** START OF TEXT EXTRACT **
Interesting, so you are saying it is due to the special case being recognized now that there is a regression?
Not totally. Now I tested with iree-flow-raise-special-ops
disabled (so no iree_lingalg_ext.softmax
). It only improves the binary size a little (36216 -> 31816 bytes, ~13%), because we still need to generate code for the extra two tosa.reduce_max
and tosa.sub
ops. The performance also only improves a little (~1.1X faster on RISC-V).
Not sure how much room left to improve but will need some more investigations if we want to push this further.
Great findings! Since the x86 regression seems to be justified by the extra computation, I would suggest that we stop here for now and move this to P2. If you are already running on the FPGA, perhaps it's worth that you quickly run perf and share the archived profiles internally. You can also post the reference commit you are using and we can follow up later. Thanks a lot for the analysis!
I would defer this to @dcaballe ; however, I am curious to see the perf of other models that contain softmax, such as https://github.com/openxla/iree/blob/ea0b28fe850a06123383cb1cf7671995362c06b1/build_tools/python/e2e_test_framework/models/tflite_models.py#L111-142. Is the hit only in the transformer encoder arch + RISCV (from [the](https://github.com/openxla/iree/issues/12916#issuecomment-1518242653 it seems x86 also takes a hit) ?
@pzread @dcaballe Any update on this P0?
Moving this to P2 as the x86 side is resolved. Only a better understanding of the RISC-V side is pending.
Nothing actionable here so much later.
Around 38% slowdown and 38% code size increase on MobileBert after https://github.com/openxla/iree/pull/12894.
** END OF TEXT EXTRACT **
» WRITTEN TASK
Write out the softmax regression thread in full, word for word. The rows after this thread are separate material.
** START OF ENTRIES PROVIDED **
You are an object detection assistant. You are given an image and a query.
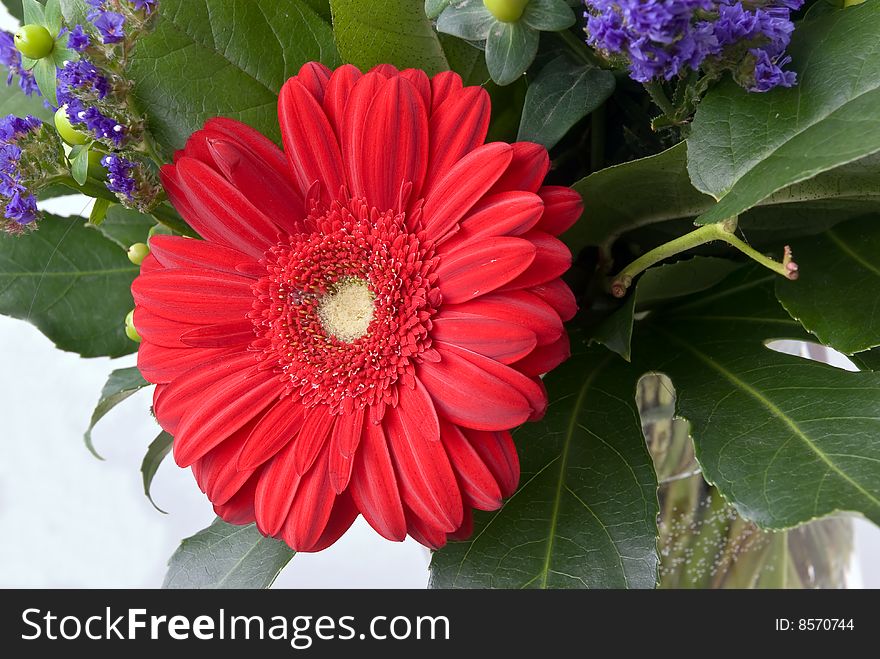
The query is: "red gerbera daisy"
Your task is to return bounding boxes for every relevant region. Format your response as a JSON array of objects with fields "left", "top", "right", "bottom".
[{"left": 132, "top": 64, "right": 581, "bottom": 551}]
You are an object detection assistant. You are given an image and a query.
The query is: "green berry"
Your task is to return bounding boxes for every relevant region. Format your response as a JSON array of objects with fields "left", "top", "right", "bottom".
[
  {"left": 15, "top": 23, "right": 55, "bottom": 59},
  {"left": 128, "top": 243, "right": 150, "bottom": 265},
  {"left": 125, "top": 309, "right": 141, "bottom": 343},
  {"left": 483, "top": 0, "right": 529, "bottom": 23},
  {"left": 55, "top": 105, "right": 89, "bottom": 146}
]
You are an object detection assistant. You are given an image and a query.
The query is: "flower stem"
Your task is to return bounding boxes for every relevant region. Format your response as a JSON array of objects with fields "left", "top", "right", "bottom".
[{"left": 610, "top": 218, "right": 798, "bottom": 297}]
** END OF ENTRIES PROVIDED **
** START OF ENTRIES PROVIDED **
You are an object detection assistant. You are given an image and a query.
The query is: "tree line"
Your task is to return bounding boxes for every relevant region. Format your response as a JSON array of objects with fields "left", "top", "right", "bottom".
** END OF ENTRIES PROVIDED **
** START OF ENTRIES PROVIDED **
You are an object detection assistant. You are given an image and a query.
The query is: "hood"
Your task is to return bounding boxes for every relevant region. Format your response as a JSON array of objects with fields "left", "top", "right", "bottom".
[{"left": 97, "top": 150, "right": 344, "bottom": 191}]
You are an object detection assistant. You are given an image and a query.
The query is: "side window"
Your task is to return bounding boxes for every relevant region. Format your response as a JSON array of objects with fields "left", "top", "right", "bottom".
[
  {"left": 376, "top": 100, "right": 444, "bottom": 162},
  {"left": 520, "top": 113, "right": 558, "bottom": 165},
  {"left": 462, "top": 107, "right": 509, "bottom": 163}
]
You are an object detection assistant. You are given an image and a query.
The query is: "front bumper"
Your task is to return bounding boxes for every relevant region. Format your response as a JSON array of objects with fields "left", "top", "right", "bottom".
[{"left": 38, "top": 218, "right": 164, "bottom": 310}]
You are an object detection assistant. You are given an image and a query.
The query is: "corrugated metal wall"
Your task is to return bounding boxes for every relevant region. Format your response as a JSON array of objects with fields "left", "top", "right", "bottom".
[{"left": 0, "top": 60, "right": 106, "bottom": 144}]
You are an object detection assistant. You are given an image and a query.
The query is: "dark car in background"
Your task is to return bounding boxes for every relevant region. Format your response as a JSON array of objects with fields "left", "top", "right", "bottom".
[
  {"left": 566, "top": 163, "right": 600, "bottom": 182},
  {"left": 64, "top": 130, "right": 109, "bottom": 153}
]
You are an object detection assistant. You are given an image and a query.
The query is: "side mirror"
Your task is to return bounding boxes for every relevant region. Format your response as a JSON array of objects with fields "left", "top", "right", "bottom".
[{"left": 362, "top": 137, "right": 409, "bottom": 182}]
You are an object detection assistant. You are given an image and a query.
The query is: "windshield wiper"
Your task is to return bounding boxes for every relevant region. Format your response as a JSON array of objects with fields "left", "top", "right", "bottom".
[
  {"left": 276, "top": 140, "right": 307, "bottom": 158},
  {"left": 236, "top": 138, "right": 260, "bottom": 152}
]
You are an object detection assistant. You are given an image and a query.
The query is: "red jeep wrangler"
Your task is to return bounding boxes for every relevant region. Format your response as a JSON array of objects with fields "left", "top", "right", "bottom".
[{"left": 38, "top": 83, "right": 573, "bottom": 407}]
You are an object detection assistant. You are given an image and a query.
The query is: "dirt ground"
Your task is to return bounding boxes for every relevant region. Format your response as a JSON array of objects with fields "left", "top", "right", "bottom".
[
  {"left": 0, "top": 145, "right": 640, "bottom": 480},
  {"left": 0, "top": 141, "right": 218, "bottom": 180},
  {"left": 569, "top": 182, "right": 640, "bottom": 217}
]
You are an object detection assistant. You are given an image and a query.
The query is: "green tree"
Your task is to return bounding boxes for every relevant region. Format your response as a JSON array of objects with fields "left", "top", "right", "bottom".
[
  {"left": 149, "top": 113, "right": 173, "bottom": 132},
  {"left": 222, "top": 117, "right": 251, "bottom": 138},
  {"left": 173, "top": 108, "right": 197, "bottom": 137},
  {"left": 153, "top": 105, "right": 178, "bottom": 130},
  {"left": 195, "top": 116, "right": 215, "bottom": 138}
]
** END OF ENTRIES PROVIDED **
» TASK SOLUTION
Interesting, so you are saying it is due to the special case being recognized now that there is a regression?
Not totally. Now I tested with iree-flow-raise-special-ops
disabled (so no iree_lingalg_ext.softmax
). It only improves the binary size a little (36216 -> 31816 bytes, ~13%), because we still need to generate code for the extra two tosa.reduce_max
and tosa.sub
ops. The performance also only improves a little (~1.1X faster on RISC-V).
Not sure how much room left to improve but will need some more investigations if we want to push this further.
Great findings! Since the x86 regression seems to be justified by the extra computation, I would suggest that we stop here for now and move this to P2. If you are already running on the FPGA, perhaps it's worth that you quickly run perf and share the archived profiles internally. You can also post the reference commit you are using and we can follow up later. Thanks a lot for the analysis!
I would defer this to @dcaballe ; however, I am curious to see the perf of other models that contain softmax, such as https://github.com/openxla/iree/blob/ea0b28fe850a06123383cb1cf7671995362c06b1/build_tools/python/e2e_test_framework/models/tflite_models.py#L111-142. Is the hit only in the transformer encoder arch + RISCV (from [the](https://github.com/openxla/iree/issues/12916#issuecomment-1518242653 it seems x86 also takes a hit) ?
@pzread @dcaballe Any update on this P0?
Moving this to P2 as the x86 side is resolved. Only a better understanding of the RISC-V side is pending.
Nothing actionable here so much later.
Around 38% slowdown and 38% code size increase on MobileBert after https://github.com/openxla/iree/pull/12894.